→ ACTION ITEM
Below are records; transcribe each one exactly.

→ EXTRACTED ENTRIES
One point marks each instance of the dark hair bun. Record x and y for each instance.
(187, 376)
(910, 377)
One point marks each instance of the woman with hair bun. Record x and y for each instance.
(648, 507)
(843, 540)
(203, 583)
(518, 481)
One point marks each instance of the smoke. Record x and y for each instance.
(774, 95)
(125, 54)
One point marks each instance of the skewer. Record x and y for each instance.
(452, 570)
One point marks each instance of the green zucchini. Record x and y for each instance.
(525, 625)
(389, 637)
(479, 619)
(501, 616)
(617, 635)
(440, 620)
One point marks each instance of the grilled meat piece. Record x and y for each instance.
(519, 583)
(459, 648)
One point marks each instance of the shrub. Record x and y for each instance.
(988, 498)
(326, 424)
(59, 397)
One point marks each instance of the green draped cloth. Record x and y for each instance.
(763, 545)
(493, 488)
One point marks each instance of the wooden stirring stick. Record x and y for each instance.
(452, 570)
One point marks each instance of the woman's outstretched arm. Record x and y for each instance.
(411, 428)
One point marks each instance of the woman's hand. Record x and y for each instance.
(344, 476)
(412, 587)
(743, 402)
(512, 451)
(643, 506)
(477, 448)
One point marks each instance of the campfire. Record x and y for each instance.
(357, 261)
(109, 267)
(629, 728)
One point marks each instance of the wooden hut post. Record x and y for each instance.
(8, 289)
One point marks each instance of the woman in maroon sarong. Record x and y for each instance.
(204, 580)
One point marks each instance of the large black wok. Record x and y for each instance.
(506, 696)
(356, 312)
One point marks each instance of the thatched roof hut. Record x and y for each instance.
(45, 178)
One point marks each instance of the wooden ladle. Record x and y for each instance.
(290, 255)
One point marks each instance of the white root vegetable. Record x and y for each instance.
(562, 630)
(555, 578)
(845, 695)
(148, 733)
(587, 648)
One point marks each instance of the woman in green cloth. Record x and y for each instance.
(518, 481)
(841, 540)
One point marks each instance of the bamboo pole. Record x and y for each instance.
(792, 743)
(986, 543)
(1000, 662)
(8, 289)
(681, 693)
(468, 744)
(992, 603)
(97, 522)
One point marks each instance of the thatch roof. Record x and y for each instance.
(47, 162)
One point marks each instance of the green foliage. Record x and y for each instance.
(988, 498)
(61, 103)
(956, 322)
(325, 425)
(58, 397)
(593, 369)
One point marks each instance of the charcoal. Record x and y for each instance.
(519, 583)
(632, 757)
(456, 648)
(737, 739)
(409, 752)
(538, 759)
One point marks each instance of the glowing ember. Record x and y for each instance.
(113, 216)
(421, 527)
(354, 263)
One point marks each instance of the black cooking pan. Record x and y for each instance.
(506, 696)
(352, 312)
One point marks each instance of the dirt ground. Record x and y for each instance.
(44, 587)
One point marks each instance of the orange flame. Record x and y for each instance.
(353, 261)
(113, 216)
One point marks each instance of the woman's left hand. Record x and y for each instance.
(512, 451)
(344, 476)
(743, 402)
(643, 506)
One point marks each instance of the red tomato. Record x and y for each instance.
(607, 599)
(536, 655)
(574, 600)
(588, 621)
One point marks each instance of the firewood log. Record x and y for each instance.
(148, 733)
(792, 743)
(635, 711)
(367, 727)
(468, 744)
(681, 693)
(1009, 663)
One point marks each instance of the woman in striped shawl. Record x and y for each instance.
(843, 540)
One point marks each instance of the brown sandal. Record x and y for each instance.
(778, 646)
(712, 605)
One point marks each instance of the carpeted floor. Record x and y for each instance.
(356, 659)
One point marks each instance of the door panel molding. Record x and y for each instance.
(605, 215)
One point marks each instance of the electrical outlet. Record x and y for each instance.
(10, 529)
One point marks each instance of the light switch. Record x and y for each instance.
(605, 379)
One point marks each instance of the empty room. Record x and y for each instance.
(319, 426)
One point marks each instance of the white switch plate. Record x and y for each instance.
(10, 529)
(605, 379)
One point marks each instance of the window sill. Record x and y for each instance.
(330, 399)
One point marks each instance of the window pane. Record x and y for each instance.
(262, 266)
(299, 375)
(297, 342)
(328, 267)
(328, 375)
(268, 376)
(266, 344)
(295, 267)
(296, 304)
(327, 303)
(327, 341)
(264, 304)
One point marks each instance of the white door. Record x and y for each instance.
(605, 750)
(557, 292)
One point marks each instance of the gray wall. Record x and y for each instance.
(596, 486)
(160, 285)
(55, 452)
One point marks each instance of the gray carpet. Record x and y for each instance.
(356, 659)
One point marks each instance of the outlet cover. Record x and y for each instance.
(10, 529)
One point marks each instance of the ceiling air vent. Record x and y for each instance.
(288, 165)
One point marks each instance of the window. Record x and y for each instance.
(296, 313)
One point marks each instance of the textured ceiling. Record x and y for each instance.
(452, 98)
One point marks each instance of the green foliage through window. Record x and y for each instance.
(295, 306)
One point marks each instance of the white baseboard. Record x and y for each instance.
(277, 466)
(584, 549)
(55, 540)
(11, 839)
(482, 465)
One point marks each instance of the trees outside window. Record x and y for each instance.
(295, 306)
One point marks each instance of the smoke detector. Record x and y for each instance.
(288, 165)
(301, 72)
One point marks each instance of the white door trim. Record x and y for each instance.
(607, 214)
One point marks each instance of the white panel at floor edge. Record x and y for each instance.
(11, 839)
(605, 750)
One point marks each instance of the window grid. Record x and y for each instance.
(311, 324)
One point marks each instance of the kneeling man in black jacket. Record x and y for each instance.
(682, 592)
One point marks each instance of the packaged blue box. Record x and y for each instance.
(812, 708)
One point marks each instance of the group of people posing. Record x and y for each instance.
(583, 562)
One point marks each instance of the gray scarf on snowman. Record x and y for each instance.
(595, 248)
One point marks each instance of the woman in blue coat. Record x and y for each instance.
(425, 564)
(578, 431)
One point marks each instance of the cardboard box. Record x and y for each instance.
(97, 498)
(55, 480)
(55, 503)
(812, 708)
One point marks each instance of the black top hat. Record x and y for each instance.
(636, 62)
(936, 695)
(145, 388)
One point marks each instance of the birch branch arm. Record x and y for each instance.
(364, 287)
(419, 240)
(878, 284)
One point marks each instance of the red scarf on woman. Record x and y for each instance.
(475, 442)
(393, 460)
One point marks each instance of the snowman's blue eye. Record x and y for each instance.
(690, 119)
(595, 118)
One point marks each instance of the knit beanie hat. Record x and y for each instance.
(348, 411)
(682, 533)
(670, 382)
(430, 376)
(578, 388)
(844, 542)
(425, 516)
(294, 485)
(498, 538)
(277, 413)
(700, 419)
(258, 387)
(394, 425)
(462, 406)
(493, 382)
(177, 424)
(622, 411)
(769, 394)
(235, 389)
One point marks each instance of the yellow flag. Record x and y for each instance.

→ REPLY
One point marks each instance of the dark hair bun. Record x and y for each instance.
(187, 376)
(910, 377)
One point marks each instance of the woman with hair bun. Record x and y for each instance.
(648, 507)
(843, 540)
(203, 583)
(518, 481)
One point marks each instance of the smoke. Record x and y for each instance.
(774, 95)
(125, 54)
One point marks each instance of the skewer. Record x and y for each instance.
(452, 570)
One point marks each instance of the green zucchini. Record x and y for each instance.
(525, 625)
(389, 637)
(479, 619)
(501, 616)
(617, 635)
(440, 620)
One point marks each instance of the grilled meat piece. Record x and y for each instance.
(519, 583)
(459, 648)
One point marks each instance of the shrub. Record x and y for each instance.
(988, 498)
(326, 424)
(59, 397)
One point marks each instance of the green draped cloth. Record x and y for each instance.
(763, 545)
(493, 488)
One point marks each instance of the wooden stirring stick. Record x and y for each instance.
(452, 570)
One point marks each instance of the woman's outstretched arm. Record x and y for each instance.
(411, 428)
One point marks each instance of the woman's hand. Record x and y for each instance.
(344, 476)
(412, 587)
(743, 402)
(512, 451)
(643, 506)
(477, 448)
One point marks each instance of the campfire. Record x and y for each instance.
(357, 261)
(109, 267)
(629, 728)
One point marks each instance of the wooden hut post. Record x and y for each instance.
(8, 289)
One point marks each instance of the woman in maroon sarong. Record x and y for each instance.
(204, 580)
One point marks each instance of the large black wok. Record x and y for each instance.
(506, 696)
(356, 312)
One point marks each instance of the thatched roof hut. Record x and y for each instance.
(45, 178)
One point marks each instance of the wooden ladle. Record x and y for each instance.
(290, 255)
One point marks each instance of the white root vegetable. Record x and y for each instance.
(562, 630)
(555, 578)
(845, 695)
(148, 733)
(587, 648)
One point marks each instance of the woman in green cloth. Record x and y for each instance.
(518, 481)
(841, 540)
One point marks each instance of the bamboo pole. Record x and y for each instance.
(792, 743)
(986, 543)
(1000, 662)
(8, 289)
(681, 693)
(468, 744)
(992, 603)
(97, 522)
One point marks each instance of the thatch roof. Record x and y for each instance.
(47, 162)
One point marks each instance of the green foliage. Record x and y for each instance.
(988, 498)
(61, 103)
(956, 322)
(325, 425)
(58, 397)
(593, 369)
One point marks each instance of the charcoal. Record x and y for each instance.
(519, 583)
(632, 757)
(456, 648)
(737, 739)
(409, 752)
(538, 759)
One point marks each instance of the glowing ember. Record x and y for each instance.
(113, 216)
(421, 527)
(354, 263)
One point marks each instance of the black cooking pan. Record x and y for each instance.
(506, 696)
(352, 312)
One point marks each instance of the dirt ground. Record x and y for each instance.
(44, 587)
One point marks each instance of the orange flame. Record x and y for each instance.
(353, 261)
(113, 216)
One point marks each instance of the woman's left hand. Record x and y for each instance.
(512, 451)
(344, 476)
(743, 402)
(643, 506)
One point marks each instance of the red tomato. Record x and y for each instance.
(607, 599)
(536, 655)
(574, 600)
(588, 621)
One point marks each instance of the firewood log. Record x and y for each instance.
(148, 733)
(792, 743)
(635, 711)
(367, 727)
(468, 744)
(681, 693)
(1009, 663)
One point marks each instance of the woman in striped shawl. Record x and y for each instance.
(843, 540)
One point marks each instance of the brown sandal. Record x and y for each instance.
(778, 646)
(712, 605)
One point marks each instance of the carpeted floor. Record x and y for each instance.
(356, 659)
One point marks each instance of the door panel molding. Record x and y for each instance.
(605, 215)
One point marks each instance of the electrical outlet. Record x and y for each instance.
(10, 529)
One point marks each instance of the light switch. Record x and y for each instance.
(605, 379)
One point marks each instance of the empty room. Record x and y for each instance.
(319, 426)
One point marks each instance of the white switch plate. Record x and y for each instance.
(10, 529)
(605, 379)
One point marks each instance of the window sill. Record x and y for each instance.
(330, 399)
One point marks each instance of the window pane. Record x and y for each instance.
(262, 266)
(299, 375)
(297, 342)
(328, 267)
(328, 375)
(268, 376)
(266, 344)
(295, 267)
(296, 304)
(327, 303)
(327, 341)
(264, 304)
One point marks each instance of the white door. Record x and y for each instance.
(605, 750)
(557, 292)
One point marks each instance of the gray wall. Record x and y for each instance.
(596, 486)
(160, 285)
(55, 452)
One point marks each instance of the gray carpet. Record x and y for each instance.
(356, 659)
One point marks each instance of the outlet cover. Record x and y for each instance.
(10, 529)
One point marks each instance of the ceiling air vent. Record x and y for each instance.
(288, 165)
One point marks each instance of the window. Record x and y for each instance.
(296, 313)
One point marks each instance of the textured ceiling. Record x and y for each instance.
(452, 98)
One point marks each instance of the green foliage through window. Record x and y for each instance.
(295, 306)
One point marks each instance of the white baseboard. Record x and y for each instance.
(277, 466)
(584, 549)
(55, 540)
(11, 839)
(482, 465)
One point marks each instance of the trees outside window. Record x and y for each instance.
(295, 306)
One point marks each instance of the smoke detector. Record x and y for each instance.
(288, 165)
(301, 72)
One point marks each instance of the white door trim. Record x and y for each instance.
(607, 214)
One point marks each instance of the white panel at floor edge. Record x and y for each instance.
(11, 839)
(605, 750)
One point marks each instance of the window grid. Record x and y for each instance.
(311, 324)
One point marks each instance of the kneeling man in black jacket. Record x and y for each instance.
(682, 592)
One point marks each instance of the packaged blue box. Record x and y for each instance.
(812, 708)
One point marks each instance of the group of people posing. Record x and y for each instance.
(583, 562)
One point marks each instance of the gray scarf on snowman. Record x and y for each instance.
(595, 248)
One point marks each instance of the woman in blue coat. Record x and y for each instance.
(425, 564)
(578, 431)
One point marks each instance of the cardboard box. Record x and y for each instance.
(97, 498)
(55, 480)
(55, 503)
(812, 708)
One point marks each instance of the black top hat. Record x and y for each instance.
(636, 62)
(936, 695)
(145, 388)
One point marks each instance of the birch branch arm. Record x and y for each instance.
(364, 287)
(419, 240)
(878, 284)
One point marks each instance of the red scarf on woman. Record x and y for each instance.
(475, 442)
(393, 460)
One point marks each instance of the snowman's blue eye. Record x and y for each instance.
(690, 119)
(595, 118)
One point marks each instance of the knit beanie hat. Record x and y for each instance.
(348, 411)
(682, 533)
(670, 382)
(430, 376)
(578, 388)
(844, 542)
(425, 516)
(294, 485)
(498, 538)
(277, 413)
(700, 419)
(258, 387)
(394, 425)
(462, 406)
(493, 382)
(177, 424)
(622, 411)
(769, 394)
(235, 389)
One point marks each instance of the yellow flag. Record x and y for each instance.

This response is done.